→ **What this exercise asks**
A - In two sentences, please summarize the passage on the U.S. healthcare industry.
B - Continue the passage on the U.S. healthcare industry from its last sentence.

→ **Text for analysis**
· · · ·
Industries in transition often have many winners and losers. There is no bigger industry in transition at the moment than the U.S. healthcare industry. At approximately 18% of GDP, and on an unsustainable cost curve, the industry has to find ways to better manage costs. In addition to the cost issue, there is a wide variation in the quality of care. This is partially because, in the past, providers had no real monetary incentive to improve quality. With healthcare reform, many new incentives are in place for providers to better manage costs and quality. One big winner to emerge from this transition is likely to be hospital supply chain executives.
Businesses in transition and under financial pressure often turn to the supply chain as a source of savings as well as strategic advantage. A high-performing supply chain and procurement organization should be able to take substantial costs out through smarter sourcing strategies, and creative ways to manage parts of the value chain. Having worked in procurement in a Fortune 50-business and studied procurement transformations, I saw first hand the impact that a well performing supply chain and procurement capability can have on a business.
In healthcare, it’s not as if providers haven’t been under financial pressure or trying to improve their supply chain. This has been an ongoing process. I can remember twenty-plus years ago when I worked in a hospital. At that time, managing suppliers and costs was a big focus. What is different now is that the payment system and incentives are finally beginning to get aligned around better managing cost, quality, and customer satisfaction. These are typical metrics that any well-run business has incentives to focus on. In a normal market, not performing well on costs, quality, or customer satisfaction usually means that you eventually go out of business. The old healthcare market was largely protected by a lack of aligned incentives on quality as well as a cost-based, fee for service payment system that encouraged more activity.
· · · ·
→ **The data**

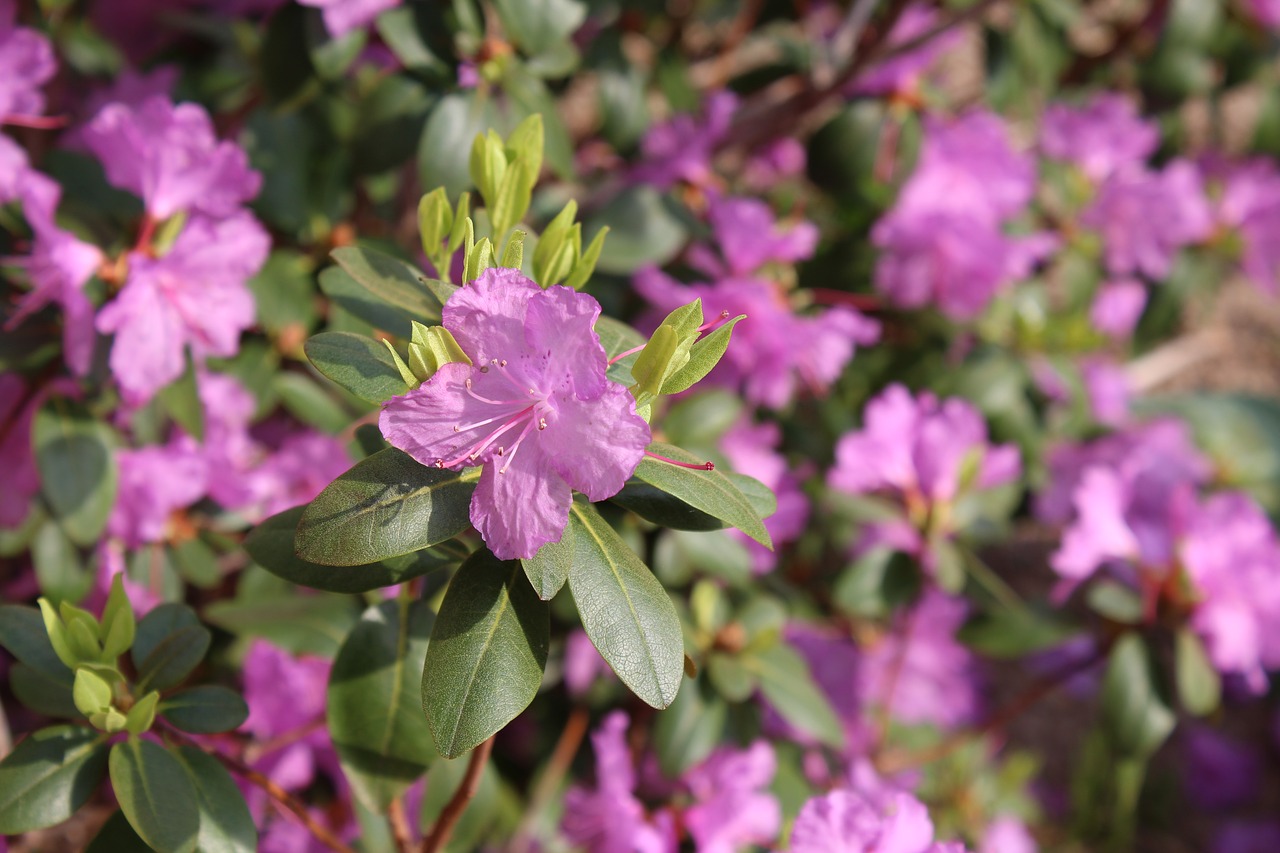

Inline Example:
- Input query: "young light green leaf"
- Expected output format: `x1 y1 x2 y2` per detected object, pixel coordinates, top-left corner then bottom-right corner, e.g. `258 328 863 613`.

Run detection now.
· · · ·
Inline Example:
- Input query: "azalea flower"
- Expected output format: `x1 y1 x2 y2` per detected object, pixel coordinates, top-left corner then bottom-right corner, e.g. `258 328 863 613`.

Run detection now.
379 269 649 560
· · · ·
→ **Results of the exercise**
A - The U.S. healthcare industry, at about 18% of GDP and on an unsustainable cost curve, must find ways to better manage costs and quality, and healthcare reform now gives providers incentives to do both. Because businesses under financial pressure often turn to the supply chain for savings and strategic advantage, and payment systems are finally aligning around cost, quality, and customer satisfaction, hospital supply chain executives are likely to be big winners of this transition.

B -
As we look forward to the next decade, hospital supply chain executives should be one of the big winners and a major force. There are five reasons behind this argument:
- Pressure on costs: Given the U.S. debt, fiscal issues, and demographic trends, there will likely be continued pressure on reimbursement rates. This will translate into further cost pressures. When businesses are under significant cost pressures, they naturally turn to suppliers as one area of opportunity.
- Focus on quality, customer satisfaction, and outcomes: The payment system finally provides incentives to improve quality and patient satisfaction. Parts of the CMS (Centers for Medicare and Medicaid Services) payment are now tied to patient satisfaction or items like readmission penalties. It is at least a start to align payment to quality. Suppliers have the potential to have a meaningful impact on these metrics – positive or negative. Therefore, supply chain executives should play a critical role in helping to impact these metrics.
- Better aligned physician incentives: Whether it is through hospital employment of physicians, gain-sharing programs, bundled payments, or other mechanisms, hospitals and payers are finding ways to better align the interests of physicians to help the provider better manage costs and quality. This means the enormous task for materials management executives of aligning purchasing decisions should get a little easier.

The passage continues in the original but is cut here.